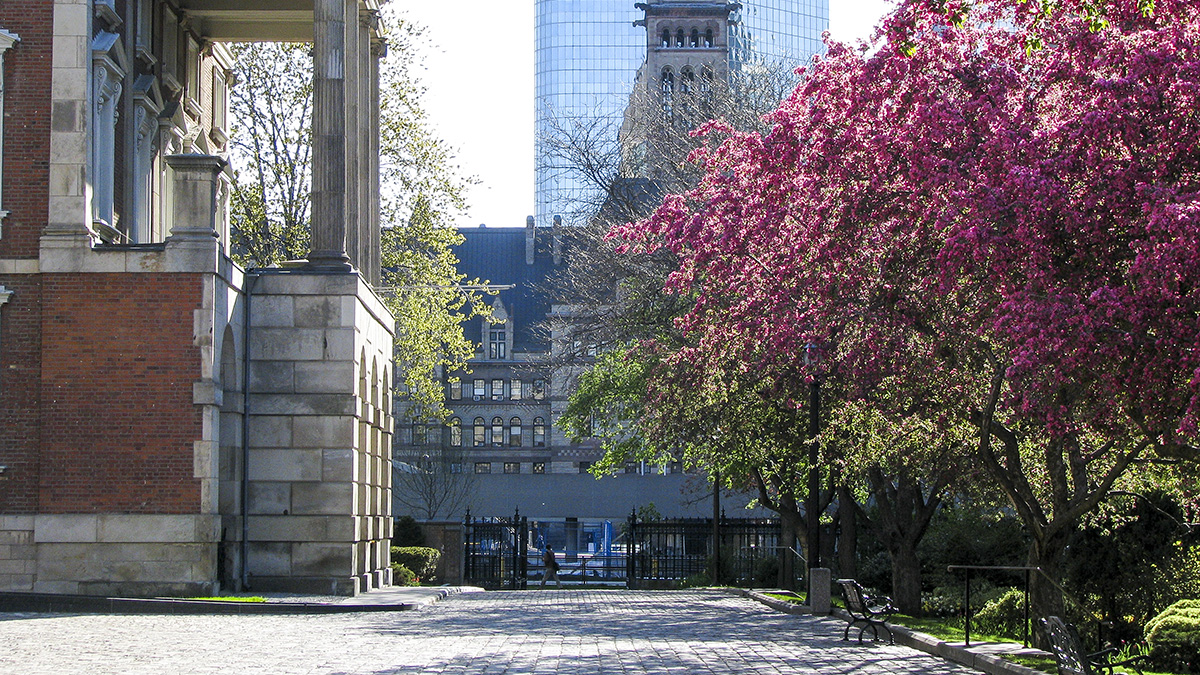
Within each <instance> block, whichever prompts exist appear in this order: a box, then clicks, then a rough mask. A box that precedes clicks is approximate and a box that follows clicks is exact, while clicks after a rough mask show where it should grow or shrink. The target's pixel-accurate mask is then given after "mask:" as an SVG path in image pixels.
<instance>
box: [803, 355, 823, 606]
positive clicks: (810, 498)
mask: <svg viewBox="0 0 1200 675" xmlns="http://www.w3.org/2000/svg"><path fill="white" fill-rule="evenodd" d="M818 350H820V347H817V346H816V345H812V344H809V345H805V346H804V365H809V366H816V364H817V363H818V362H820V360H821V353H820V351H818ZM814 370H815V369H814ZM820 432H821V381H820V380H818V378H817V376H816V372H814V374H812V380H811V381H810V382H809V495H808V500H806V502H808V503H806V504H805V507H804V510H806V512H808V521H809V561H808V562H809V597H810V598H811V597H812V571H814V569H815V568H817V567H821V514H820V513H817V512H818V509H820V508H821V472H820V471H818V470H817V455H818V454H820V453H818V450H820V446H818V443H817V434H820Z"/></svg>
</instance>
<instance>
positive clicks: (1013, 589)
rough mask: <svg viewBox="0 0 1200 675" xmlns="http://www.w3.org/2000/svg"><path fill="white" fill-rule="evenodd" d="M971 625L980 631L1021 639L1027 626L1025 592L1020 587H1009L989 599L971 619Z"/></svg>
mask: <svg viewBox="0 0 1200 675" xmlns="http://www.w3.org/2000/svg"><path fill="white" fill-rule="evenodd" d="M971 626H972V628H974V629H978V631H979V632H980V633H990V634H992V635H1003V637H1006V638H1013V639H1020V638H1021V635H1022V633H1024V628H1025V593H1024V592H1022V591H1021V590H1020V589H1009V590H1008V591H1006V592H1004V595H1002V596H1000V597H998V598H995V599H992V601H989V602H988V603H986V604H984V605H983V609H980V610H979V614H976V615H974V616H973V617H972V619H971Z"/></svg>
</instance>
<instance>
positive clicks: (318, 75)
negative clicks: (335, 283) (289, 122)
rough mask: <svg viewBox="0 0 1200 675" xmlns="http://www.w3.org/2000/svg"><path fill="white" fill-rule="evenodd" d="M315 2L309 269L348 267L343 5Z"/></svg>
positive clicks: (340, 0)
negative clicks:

□ □ □ □ □ □ □

• TASK BRIEF: Swap "approximate" for "inexact" in everything from the start of the records down to the line with "positive clicks: (810, 498)", changing nothing else and leaving the pictures out.

• WRITTEN RESPONSE:
Within each <instance> block, whichever prompts exist appear in this order: a box, then clicks, then a rough mask. A box that precedes clicks is inexact and a box that follows clicks is exact, while clicks after a rough mask show where it should grow or shrink. The target's pixel-accurate mask is then given after "mask:" as an SVG path in image pixels.
<instance>
box: [803, 355, 823, 606]
positive clicks: (810, 498)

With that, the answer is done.